▶ **Written problem A**
Answer these from the passage on gender stereotypes in Ukraine:
(i) Who says returning women hold great potency as change agents?
(ii) What difficulties does Alisa name for women who return home after migrant labor?
(iii) What does the passage give as the basis for change?
▶ **Written problem B**
Pick up the passage on gender stereotypes in Ukraine after its final sentence and carry it forward.

▶ **Passage shown**
⟨

Fourthly, the difficulty to join institutions such as networks and organisations. This idea is confirmed by a friend in L’viv: she knows quite some women that combine a (starting) career with taking care for their families, but an institutional network in which such women support each other is hardly existing. It still depends on the individual search for options and resist critical remarks. Also women that return home after some years of migrant labour experience difficulties – “alienation from the family, difficulties to implement renewed gender ideas”, says Alisa. However, according to Luba there lies great potency with returning women as so-called change agents. “They are in the position to stimulate that more women take positions in companies and at leading political posts”. However, this might too easily skip the fact that these women also strongly compete with each other on the tight labour market (talking about sisterhood is too farfetched, according to Alisa) and fall back in unchanged social structures of family and society. And, in what sense do Ukrainian women that have married a foreign man really have the opportunity to strive for equal gender relationships? The existing image is that men choose a woman in depending position, which is different from the often self-conscious Western women who no longer accept stereotypical gender roles.
Also in Ukraine, the road to break through conservative gender stereotypes and to reach equal gender relationships is still a long one. The basis for change is recognising the problem of conservative gender stereotypes and the required solidarity amongst women in need of change. Not with the intention to emphasize the differences between men and women even more, but to achieve solidarity with people that aim to live a life that is pleasant for them and does not unnecessarily harm others. Standard views on how others have to live and behave will have to be challenged strongly.

⟩

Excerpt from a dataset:
⟨

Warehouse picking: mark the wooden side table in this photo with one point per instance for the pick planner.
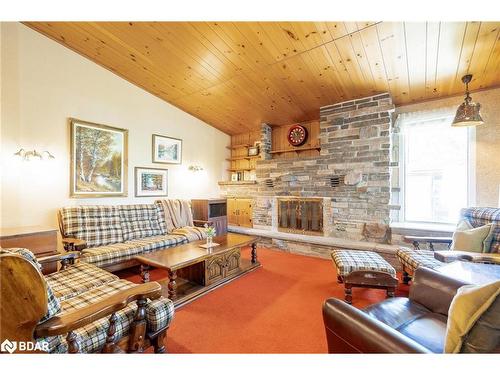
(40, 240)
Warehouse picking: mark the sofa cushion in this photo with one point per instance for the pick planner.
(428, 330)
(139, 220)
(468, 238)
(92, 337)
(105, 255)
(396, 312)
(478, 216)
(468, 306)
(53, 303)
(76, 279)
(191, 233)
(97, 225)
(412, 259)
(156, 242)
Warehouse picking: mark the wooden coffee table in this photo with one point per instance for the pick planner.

⟩
⟨

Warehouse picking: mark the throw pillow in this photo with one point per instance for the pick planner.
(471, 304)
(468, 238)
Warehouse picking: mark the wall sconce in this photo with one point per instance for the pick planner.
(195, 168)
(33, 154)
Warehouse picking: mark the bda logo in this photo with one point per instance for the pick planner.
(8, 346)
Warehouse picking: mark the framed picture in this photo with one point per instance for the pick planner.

⟩
⟨

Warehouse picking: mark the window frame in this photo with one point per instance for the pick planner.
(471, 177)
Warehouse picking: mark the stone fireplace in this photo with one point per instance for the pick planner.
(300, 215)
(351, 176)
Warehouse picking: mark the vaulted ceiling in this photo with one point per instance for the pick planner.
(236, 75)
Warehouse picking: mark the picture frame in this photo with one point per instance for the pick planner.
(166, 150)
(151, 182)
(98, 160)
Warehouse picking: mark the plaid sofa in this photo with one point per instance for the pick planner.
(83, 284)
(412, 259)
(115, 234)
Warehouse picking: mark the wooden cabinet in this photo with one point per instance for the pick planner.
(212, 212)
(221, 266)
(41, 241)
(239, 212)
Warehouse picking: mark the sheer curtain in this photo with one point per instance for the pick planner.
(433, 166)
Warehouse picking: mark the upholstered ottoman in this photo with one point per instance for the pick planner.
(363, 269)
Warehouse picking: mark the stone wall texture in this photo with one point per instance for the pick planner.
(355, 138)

⟩

▶ **Right answer A**
(i) Luba.
(ii) Alienation from the family and difficulties implementing renewed gender ideas.
(iii) Recognizing the problem of conservative gender stereotypes, and the solidarity needed among women who need change.

▶ **Right answer B**
With thanks to Caecilia J. van Peski, Maria Alekseyenko, Luba Maksimovych, Alisa Tolstokorova, Olena Suslova and Olenka Grencheshen.
PS: a critical note with regard to the formation of this article is that I have talked with various persons, men and women, about gender relationships. These are persons that I meet in daily life. On the other hand I have interviewed a few persons that are involved with gender issues from a professional point of view. Not entirely coincidentally these are only women. A next article will profit when adding more active statements of both men and women.
PS: about the author: Tilia lives in Ukraine since July 2009, near L’viv. She helps a centre for disabled children in L’viv, Dzherelo, with issues of management and communication. Her partner is an organic farmer. Within the Netherlands Tilia worked for Cordaid (one of the large development cooperation organisations) as a project manager on themes of women and minority issues in India and Afghanistan.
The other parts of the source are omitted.